- Image region outline entries -
========
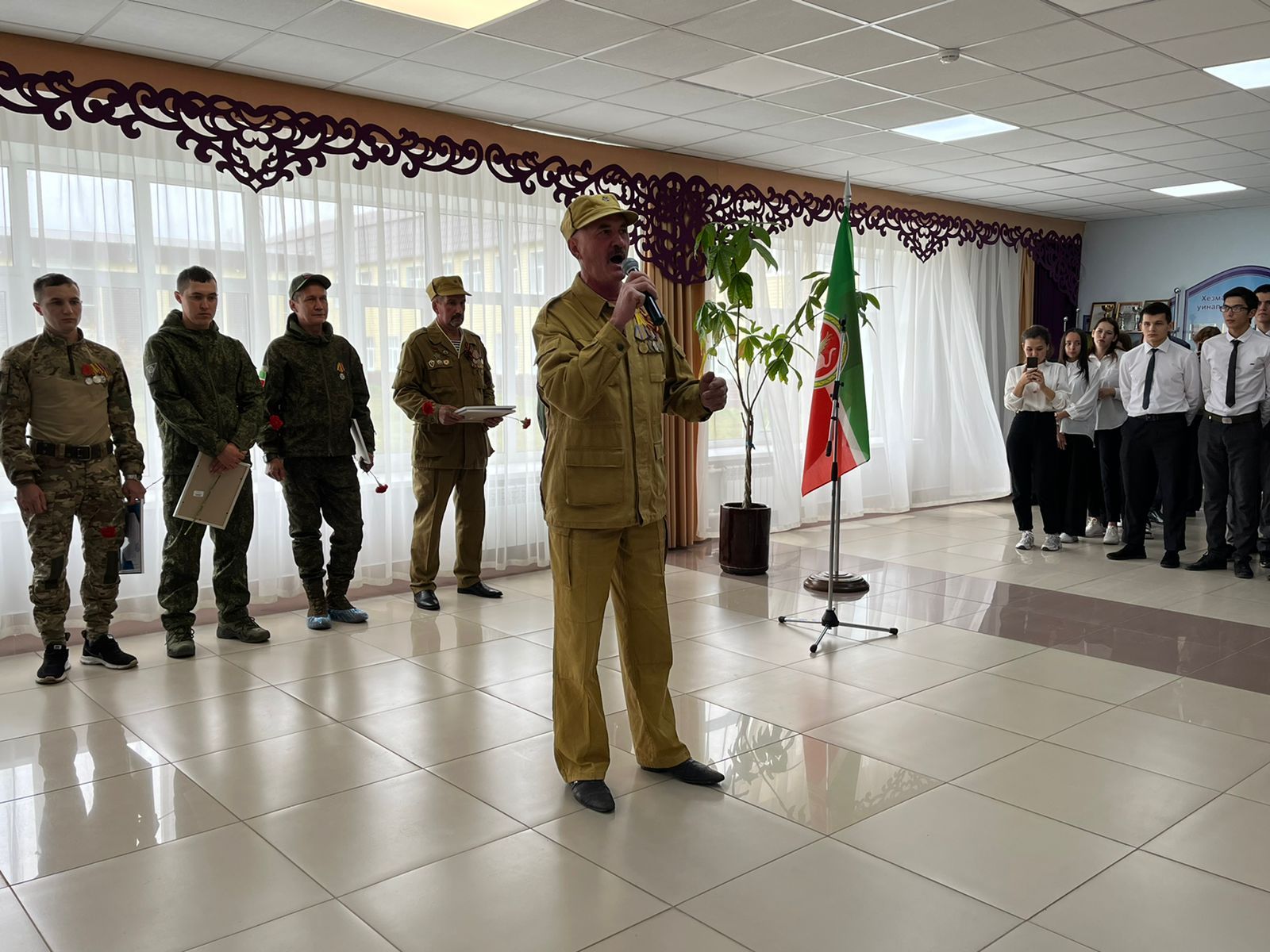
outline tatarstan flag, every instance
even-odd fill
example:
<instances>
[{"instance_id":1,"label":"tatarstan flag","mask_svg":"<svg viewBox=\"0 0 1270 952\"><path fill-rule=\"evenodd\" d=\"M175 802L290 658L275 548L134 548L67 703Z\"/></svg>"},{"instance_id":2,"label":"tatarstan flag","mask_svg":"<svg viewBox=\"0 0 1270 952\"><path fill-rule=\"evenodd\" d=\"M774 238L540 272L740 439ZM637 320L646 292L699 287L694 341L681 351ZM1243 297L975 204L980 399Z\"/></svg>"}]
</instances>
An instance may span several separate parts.
<instances>
[{"instance_id":1,"label":"tatarstan flag","mask_svg":"<svg viewBox=\"0 0 1270 952\"><path fill-rule=\"evenodd\" d=\"M850 472L869 459L869 413L865 407L865 366L860 353L860 312L856 310L856 255L851 244L851 183L847 183L846 213L833 249L829 284L824 294L820 348L812 387L812 423L806 429L803 462L803 495L833 479L829 420L833 383L842 374L838 411L838 471Z\"/></svg>"}]
</instances>

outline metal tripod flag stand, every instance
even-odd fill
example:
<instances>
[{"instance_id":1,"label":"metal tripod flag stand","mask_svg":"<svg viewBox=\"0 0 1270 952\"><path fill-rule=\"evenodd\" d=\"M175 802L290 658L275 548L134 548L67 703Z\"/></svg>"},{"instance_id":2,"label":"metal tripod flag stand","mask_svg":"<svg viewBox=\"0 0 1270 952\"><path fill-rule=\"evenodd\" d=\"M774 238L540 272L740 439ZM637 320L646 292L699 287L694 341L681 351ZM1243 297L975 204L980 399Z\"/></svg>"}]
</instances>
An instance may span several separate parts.
<instances>
[{"instance_id":1,"label":"metal tripod flag stand","mask_svg":"<svg viewBox=\"0 0 1270 952\"><path fill-rule=\"evenodd\" d=\"M842 426L842 385L847 381L852 406L847 414L847 426ZM824 390L829 387L828 406ZM817 435L818 416L828 415L828 440L824 454L819 452ZM850 439L848 439L850 434ZM843 467L842 448L848 443L848 466ZM815 449L813 451L813 447ZM828 480L824 477L824 461L829 461ZM867 592L869 584L859 575L838 571L842 532L842 476L869 459L869 418L864 396L864 362L860 353L860 317L856 306L856 261L851 244L851 179L847 179L846 207L842 225L838 228L838 241L833 251L833 265L829 269L829 283L826 292L824 317L820 326L820 354L817 363L815 387L812 395L812 424L808 432L808 452L803 470L803 495L831 484L829 503L829 571L826 578L828 602L819 618L789 618L780 616L781 625L798 625L819 628L820 635L812 645L814 655L826 635L847 637L855 642L878 641L899 635L899 628L878 625L859 625L843 622L837 613L837 594L839 592ZM839 628L853 628L860 632L881 632L880 635L843 635Z\"/></svg>"}]
</instances>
========
- Your task -
Format everything from the line containing "outline metal tripod" down to the end of the entries as a JSON list of strings, one string per line, leaving out blank lines.

- Solution for this task -
[
  "outline metal tripod flag stand, every instance",
  "even-odd fill",
  "example:",
  "<instances>",
  "[{\"instance_id\":1,\"label\":\"metal tripod flag stand\",\"mask_svg\":\"<svg viewBox=\\\"0 0 1270 952\\\"><path fill-rule=\\\"evenodd\\\" d=\\\"M175 802L290 658L275 548L134 548L67 703Z\\\"/></svg>\"},{\"instance_id\":2,\"label\":\"metal tripod flag stand\",\"mask_svg\":\"<svg viewBox=\\\"0 0 1270 952\\\"><path fill-rule=\\\"evenodd\\\" d=\\\"M774 238L540 272L740 439ZM637 320L646 292L699 287L694 341L681 351ZM1243 297L975 204L980 399Z\\\"/></svg>\"}]",
  "</instances>",
  "An instance may span several separate parts.",
  "<instances>",
  "[{\"instance_id\":1,\"label\":\"metal tripod flag stand\",\"mask_svg\":\"<svg viewBox=\\\"0 0 1270 952\\\"><path fill-rule=\\\"evenodd\\\" d=\\\"M842 426L842 385L847 381L852 406L847 414L847 426ZM824 390L829 387L828 406ZM817 435L818 416L828 415L828 440L824 454L819 452ZM850 439L848 439L850 434ZM843 467L842 448L848 443L848 466ZM815 449L813 451L813 447ZM828 480L824 477L824 461L829 461ZM867 592L869 584L859 575L838 571L842 532L842 476L869 459L869 418L864 396L864 362L860 353L860 317L856 306L856 261L851 244L851 179L847 179L846 207L842 225L838 228L838 241L833 251L833 265L829 269L829 283L826 292L824 317L820 326L820 354L817 363L815 387L812 395L812 424L808 432L808 452L803 470L803 495L831 484L829 503L829 571L826 578L828 602L819 618L789 618L780 616L781 625L798 625L819 628L820 635L812 645L814 655L826 635L847 637L855 642L878 641L899 635L899 628L878 625L859 625L843 622L837 613L837 594L839 592ZM839 628L853 628L860 632L881 632L880 635L843 635Z\\\"/></svg>\"}]",
  "</instances>"
]